_Excerpted passage_

Talks 2026

Saturday 10th January 2026

Maytree: Unique Retreat for the Suicidal.   

Speaker: Mrs Paddy Bazeley


25 years ago, Paddy Bazeley and Michael Knight conceived a project to offer something radical and unique to those experiencing an acute suicidal crisis. They were both Samaritans, which brought home the glaring and often fatal gap in services. Their idea, which they turned into a reality, was a sanctuary where someone could stay for a few days and be supported with befriending, respite, nurture, time, space, and loads of uninterrupted opportunity to talk and talk – and hopefully rediscover hope and see a way forward of facing the world again.  In 2002, Maytree opened a homely house in Finsbury Park. Thanks to the wonderful volunteers, it more than fulfilled their expectations. Its pioneering model has won wide recognition and acclaim.

Saturday 14th February 2026

There are always alternatives! A geographer’s take on political options. 

Speaker: Danny Dorling

In 1926 the Prime Minster claimed: ‘The General Strike is a challenge to Parliament and is the road to anarchy & ruin’. The idea that There Is No Alternative (TINA) was continued by Thatcher in the 1970s and Starmer in 2024: ‘There is no alternative: change takes time.’ In every case there’s an alternative. In every case an alternative always transpires, the world changes, but often not in the way many want. Danny, professor of geography at Oxford, whose latest book is The Next Crisis.: What we think about the future, will talk about control, anarchy, ruin and hope.

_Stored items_
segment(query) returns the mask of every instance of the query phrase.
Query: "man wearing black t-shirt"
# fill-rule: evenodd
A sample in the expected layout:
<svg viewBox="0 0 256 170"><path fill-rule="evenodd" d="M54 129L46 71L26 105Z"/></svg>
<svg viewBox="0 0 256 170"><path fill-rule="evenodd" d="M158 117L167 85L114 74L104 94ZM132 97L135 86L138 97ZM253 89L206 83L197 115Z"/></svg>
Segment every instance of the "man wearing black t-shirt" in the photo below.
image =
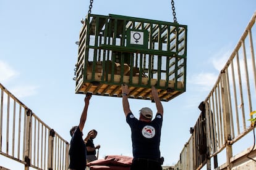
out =
<svg viewBox="0 0 256 170"><path fill-rule="evenodd" d="M130 170L161 170L160 143L163 122L163 108L158 91L151 87L151 95L156 103L157 113L152 120L152 110L147 107L140 110L139 119L130 110L127 84L122 86L122 105L126 121L132 132L134 160Z"/></svg>
<svg viewBox="0 0 256 170"><path fill-rule="evenodd" d="M94 145L93 139L97 136L98 132L95 129L90 131L87 136L90 136L88 139L85 139L86 142L86 152L87 163L95 161L98 159L96 156L96 150L100 148L100 145L97 145L96 147Z"/></svg>
<svg viewBox="0 0 256 170"><path fill-rule="evenodd" d="M82 132L87 117L88 107L91 97L91 94L86 94L85 106L81 115L79 125L74 126L70 131L72 136L69 153L70 170L85 170L86 168L86 148L82 137Z"/></svg>

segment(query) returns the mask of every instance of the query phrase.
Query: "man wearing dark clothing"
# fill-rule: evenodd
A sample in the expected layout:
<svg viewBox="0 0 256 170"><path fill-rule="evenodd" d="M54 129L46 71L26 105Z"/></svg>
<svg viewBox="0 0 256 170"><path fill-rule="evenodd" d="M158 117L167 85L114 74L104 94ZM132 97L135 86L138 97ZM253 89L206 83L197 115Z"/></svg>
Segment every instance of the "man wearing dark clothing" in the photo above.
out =
<svg viewBox="0 0 256 170"><path fill-rule="evenodd" d="M97 145L96 147L94 145L93 139L97 136L98 132L95 129L90 131L87 136L90 137L87 139L85 139L86 142L86 150L87 150L87 163L96 160L98 159L96 156L96 150L100 148L100 145Z"/></svg>
<svg viewBox="0 0 256 170"><path fill-rule="evenodd" d="M92 94L87 94L79 125L74 126L70 131L72 136L69 153L70 170L85 170L86 168L86 147L82 137L82 131L87 117L88 107L91 97Z"/></svg>
<svg viewBox="0 0 256 170"><path fill-rule="evenodd" d="M135 118L128 102L129 92L127 85L122 86L124 112L132 132L134 160L130 170L161 170L160 144L163 108L158 91L154 86L151 87L151 95L157 109L153 120L152 110L147 107L140 110L139 119Z"/></svg>

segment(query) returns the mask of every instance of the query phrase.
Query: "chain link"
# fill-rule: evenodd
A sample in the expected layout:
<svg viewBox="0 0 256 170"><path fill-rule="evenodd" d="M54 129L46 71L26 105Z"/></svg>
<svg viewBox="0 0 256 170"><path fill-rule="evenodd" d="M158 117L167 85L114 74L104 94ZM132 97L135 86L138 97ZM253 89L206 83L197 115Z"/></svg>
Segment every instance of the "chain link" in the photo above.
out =
<svg viewBox="0 0 256 170"><path fill-rule="evenodd" d="M171 0L171 9L173 10L173 22L177 22L176 12L175 12L174 1Z"/></svg>
<svg viewBox="0 0 256 170"><path fill-rule="evenodd" d="M90 0L90 6L89 6L89 10L88 11L88 14L90 14L92 12L92 4L93 3L93 0Z"/></svg>

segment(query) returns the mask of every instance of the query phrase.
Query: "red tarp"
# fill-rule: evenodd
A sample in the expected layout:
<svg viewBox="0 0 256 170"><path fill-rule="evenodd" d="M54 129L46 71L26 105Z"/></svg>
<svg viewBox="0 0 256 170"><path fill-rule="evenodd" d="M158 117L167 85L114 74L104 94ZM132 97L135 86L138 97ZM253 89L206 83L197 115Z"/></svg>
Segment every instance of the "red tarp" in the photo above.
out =
<svg viewBox="0 0 256 170"><path fill-rule="evenodd" d="M105 159L87 163L90 170L130 170L133 158L122 155L108 155Z"/></svg>

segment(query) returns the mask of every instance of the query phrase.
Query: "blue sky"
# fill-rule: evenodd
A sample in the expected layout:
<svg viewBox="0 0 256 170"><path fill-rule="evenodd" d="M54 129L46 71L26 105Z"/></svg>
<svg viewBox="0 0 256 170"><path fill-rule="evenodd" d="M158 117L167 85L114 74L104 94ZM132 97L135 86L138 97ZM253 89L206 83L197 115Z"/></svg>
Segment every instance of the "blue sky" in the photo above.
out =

_Prompt_
Copy out the talks listing from "Maytree: Unique Retreat" to "recognition and acclaim.". Draw only on the talks listing for your answers.

_Completed task_
Maytree: Unique Retreat for the Suicidal.   

Speaker: Mrs Paddy Bazeley


25 years ago, Paddy Bazeley and Michael Knight conceived a project to offer something radical and unique to those experiencing an acute suicidal crisis. They were both Samaritans, which brought home the glaring and often fatal gap in services. Their idea, which they turned into a reality, was a sanctuary where someone could stay for a few days and be supported with befriending, respite, nurture, time, space, and loads of uninterrupted opportunity to talk and talk – and hopefully rediscover hope and see a way forward of facing the world again.  In 2002, Maytree opened a homely house in Finsbury Park. Thanks to the wonderful volunteers, it more than fulfilled their expectations. Its pioneering model has won wide recognition and acclaim.